## Start RECORDS FOR THIS TASK
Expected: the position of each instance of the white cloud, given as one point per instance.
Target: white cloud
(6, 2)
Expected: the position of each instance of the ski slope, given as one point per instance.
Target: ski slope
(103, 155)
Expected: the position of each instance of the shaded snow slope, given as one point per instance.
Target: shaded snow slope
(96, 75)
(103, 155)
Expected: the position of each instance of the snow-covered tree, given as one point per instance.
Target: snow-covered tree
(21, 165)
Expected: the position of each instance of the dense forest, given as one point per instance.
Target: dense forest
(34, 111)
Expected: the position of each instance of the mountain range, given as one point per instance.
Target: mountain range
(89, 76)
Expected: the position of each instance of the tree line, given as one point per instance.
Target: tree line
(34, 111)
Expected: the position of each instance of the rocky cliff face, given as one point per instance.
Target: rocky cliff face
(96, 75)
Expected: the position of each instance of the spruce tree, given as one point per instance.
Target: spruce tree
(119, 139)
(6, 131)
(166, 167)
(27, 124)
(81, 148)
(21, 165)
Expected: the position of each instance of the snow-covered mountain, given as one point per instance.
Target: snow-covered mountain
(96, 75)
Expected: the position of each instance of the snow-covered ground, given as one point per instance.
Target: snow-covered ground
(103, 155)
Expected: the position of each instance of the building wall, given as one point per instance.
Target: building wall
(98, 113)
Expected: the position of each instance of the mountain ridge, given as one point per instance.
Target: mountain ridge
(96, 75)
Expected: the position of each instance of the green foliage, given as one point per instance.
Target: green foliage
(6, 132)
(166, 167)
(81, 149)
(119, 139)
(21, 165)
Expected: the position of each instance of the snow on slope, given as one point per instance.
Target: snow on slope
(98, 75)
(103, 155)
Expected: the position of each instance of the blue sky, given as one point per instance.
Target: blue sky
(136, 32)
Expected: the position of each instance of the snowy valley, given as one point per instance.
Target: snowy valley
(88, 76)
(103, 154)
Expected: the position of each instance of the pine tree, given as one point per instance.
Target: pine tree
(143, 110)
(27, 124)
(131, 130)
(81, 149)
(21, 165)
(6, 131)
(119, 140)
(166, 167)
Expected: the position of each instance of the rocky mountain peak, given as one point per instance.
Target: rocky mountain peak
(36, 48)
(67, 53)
## End RECORDS FOR THIS TASK
• _STATED EXERCISE_
Repeat the data precisely, line by line.

• _WRITTEN RESPONSE_
Expected: the position of each instance of the white cloud, given as one point per instance.
Target: white cloud
(6, 2)
Expected: the position of each instance of the ski slope, given as one point per instance.
Target: ski slope
(103, 155)
Expected: the position of each instance of the shaded snow slope, given as one point per instance.
Target: shaded snow slope
(96, 75)
(103, 155)
Expected: the position of each instance of the snow-covered tree, given as one point per instance.
Target: snow-covered tree
(21, 165)
Expected: the position of each instance of the dense forest, given as one point per instance.
Target: dense forest
(34, 111)
Expected: the position of each instance of the mountain range, given as one point per instance.
Target: mountain range
(89, 76)
Expected: the position of each instance of the tree line, given as one point per instance.
Target: tree line
(34, 111)
Expected: the position of each instance of the rocky cliff face, given as one point per instance.
Target: rocky cliff face
(96, 75)
Expected: the position of each instance of the spruce tree, given as one point per instance.
Target: spruce tree
(119, 139)
(6, 131)
(166, 167)
(27, 124)
(81, 148)
(21, 165)
Expected: the position of each instance of the snow-covered mountain, given as one point per instance.
Target: snow-covered mountain
(96, 75)
Expected: the position of each instance of the snow-covered ground, given as one point per instance.
Target: snow-covered ground
(103, 155)
Expected: the position of each instance of the building wall, given as one point per instance.
Target: building wall
(98, 113)
Expected: the position of each instance of the mountain ridge, given as one point per instance.
Target: mountain ridge
(96, 75)
Expected: the position of each instance of the green foliage, given as one point per instance.
Target: green foliage
(6, 132)
(166, 167)
(81, 149)
(119, 139)
(21, 165)
Expected: the position of each instance of the snow on slope, given as one point per instance.
Target: snow on slope
(98, 75)
(103, 155)
Expected: the position of each instance of the blue sky, given as one point per instance.
Target: blue sky
(136, 32)
Expected: the position of each instance of the snowy valley, given as one point per instance.
Target: snowy valley
(88, 76)
(103, 154)
Expected: the position of each instance of the pine tree, given as one point per instance.
Target: pine tree
(143, 110)
(27, 124)
(131, 130)
(81, 149)
(21, 165)
(6, 131)
(119, 140)
(166, 167)
Expected: the position of each instance of the rocky mountain peak, given as one point per instance.
Target: rocky mountain peak
(36, 48)
(67, 53)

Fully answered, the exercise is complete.